* _WORK TO COMPLETE_: Reproduce verbatim the stretch of the records below, from the line containing "Please indicate the carved central" through the final line of the records, including both.

* _INFORMATION SHOWN_:
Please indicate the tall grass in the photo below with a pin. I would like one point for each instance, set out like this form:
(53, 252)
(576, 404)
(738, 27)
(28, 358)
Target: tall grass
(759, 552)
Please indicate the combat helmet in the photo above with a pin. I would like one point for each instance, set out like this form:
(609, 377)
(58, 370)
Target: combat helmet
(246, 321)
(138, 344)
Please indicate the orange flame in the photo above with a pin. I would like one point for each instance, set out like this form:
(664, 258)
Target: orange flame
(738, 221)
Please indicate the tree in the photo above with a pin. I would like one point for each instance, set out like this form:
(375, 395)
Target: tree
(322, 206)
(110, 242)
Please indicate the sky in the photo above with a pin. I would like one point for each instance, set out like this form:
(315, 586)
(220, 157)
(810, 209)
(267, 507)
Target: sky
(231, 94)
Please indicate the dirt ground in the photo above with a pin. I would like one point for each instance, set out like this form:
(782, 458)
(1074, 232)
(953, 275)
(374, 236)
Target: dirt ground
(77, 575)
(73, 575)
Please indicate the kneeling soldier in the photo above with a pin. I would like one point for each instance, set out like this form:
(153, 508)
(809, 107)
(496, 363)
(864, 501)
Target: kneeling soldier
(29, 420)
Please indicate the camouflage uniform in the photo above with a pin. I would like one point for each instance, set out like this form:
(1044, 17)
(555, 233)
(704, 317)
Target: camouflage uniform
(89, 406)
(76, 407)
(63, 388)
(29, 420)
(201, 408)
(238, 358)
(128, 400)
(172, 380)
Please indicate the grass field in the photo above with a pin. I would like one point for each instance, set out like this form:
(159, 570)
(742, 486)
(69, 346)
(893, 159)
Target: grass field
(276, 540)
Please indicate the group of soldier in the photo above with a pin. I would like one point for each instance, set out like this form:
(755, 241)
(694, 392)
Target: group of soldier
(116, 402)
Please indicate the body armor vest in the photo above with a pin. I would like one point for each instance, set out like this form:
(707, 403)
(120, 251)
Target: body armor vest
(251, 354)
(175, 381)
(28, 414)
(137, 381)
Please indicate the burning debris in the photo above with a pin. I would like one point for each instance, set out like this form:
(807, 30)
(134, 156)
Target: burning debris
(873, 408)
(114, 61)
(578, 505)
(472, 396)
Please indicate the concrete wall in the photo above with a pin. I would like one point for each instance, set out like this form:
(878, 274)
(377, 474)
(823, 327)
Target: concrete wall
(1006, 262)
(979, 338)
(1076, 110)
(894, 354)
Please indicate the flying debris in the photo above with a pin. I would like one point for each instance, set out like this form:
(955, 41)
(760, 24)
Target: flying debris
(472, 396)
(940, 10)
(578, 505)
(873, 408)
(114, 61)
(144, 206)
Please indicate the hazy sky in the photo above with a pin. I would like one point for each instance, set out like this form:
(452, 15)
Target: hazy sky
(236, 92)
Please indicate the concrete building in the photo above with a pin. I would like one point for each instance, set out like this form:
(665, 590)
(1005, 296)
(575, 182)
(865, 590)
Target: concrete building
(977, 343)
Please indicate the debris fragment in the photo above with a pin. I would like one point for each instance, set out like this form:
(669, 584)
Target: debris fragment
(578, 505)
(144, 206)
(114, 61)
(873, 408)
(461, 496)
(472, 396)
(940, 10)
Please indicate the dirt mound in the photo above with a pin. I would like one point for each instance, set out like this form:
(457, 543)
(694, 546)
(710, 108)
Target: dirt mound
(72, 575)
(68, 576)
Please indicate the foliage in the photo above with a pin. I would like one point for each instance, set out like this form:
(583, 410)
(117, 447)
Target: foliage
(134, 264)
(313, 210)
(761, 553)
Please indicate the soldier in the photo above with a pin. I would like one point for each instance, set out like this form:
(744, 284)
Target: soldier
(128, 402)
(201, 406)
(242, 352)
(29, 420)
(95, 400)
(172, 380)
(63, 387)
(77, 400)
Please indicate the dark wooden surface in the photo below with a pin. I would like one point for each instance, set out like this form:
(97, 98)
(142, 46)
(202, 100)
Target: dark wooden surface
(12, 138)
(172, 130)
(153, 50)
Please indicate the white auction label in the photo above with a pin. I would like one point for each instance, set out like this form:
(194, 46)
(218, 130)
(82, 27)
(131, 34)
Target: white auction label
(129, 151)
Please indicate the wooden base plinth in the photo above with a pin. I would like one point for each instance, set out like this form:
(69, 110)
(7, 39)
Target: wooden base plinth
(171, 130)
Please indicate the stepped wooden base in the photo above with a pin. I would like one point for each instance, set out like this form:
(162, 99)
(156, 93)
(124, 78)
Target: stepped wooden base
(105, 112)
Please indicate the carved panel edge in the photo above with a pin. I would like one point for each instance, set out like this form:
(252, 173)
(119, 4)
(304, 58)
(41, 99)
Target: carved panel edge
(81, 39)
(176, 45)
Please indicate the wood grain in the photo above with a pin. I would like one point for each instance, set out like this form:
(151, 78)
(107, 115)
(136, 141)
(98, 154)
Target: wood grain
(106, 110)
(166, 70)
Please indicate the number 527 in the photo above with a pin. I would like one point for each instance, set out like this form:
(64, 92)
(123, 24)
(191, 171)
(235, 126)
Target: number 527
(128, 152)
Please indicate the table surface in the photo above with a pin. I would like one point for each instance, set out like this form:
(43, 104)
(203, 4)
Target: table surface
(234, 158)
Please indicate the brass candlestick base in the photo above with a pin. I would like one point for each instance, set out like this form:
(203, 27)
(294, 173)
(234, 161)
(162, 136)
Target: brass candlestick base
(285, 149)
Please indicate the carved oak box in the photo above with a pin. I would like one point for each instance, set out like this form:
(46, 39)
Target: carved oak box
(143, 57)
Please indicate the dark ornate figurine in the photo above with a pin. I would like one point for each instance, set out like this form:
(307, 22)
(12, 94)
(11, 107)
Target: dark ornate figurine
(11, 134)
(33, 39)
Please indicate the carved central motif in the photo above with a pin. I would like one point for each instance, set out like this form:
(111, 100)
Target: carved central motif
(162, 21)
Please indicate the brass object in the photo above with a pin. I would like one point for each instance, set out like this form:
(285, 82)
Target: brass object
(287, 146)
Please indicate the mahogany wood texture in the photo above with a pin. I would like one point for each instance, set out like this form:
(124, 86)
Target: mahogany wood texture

* _ANSWER TO THIS TASK_:
Please indicate the carved central motif in the photo above with a pin. I would like one point for each instance, set out like this form:
(111, 100)
Target: carved central motif
(162, 21)
Please indicate the brass object in the photo above with a pin. I would like one point for each instance, set out like this form:
(285, 82)
Target: brass object
(287, 146)
Please indicate the mahogany wood texture in the photo above with a pin. I would like one point for each instance, set out like this form:
(124, 86)
Target: mahogany wood texture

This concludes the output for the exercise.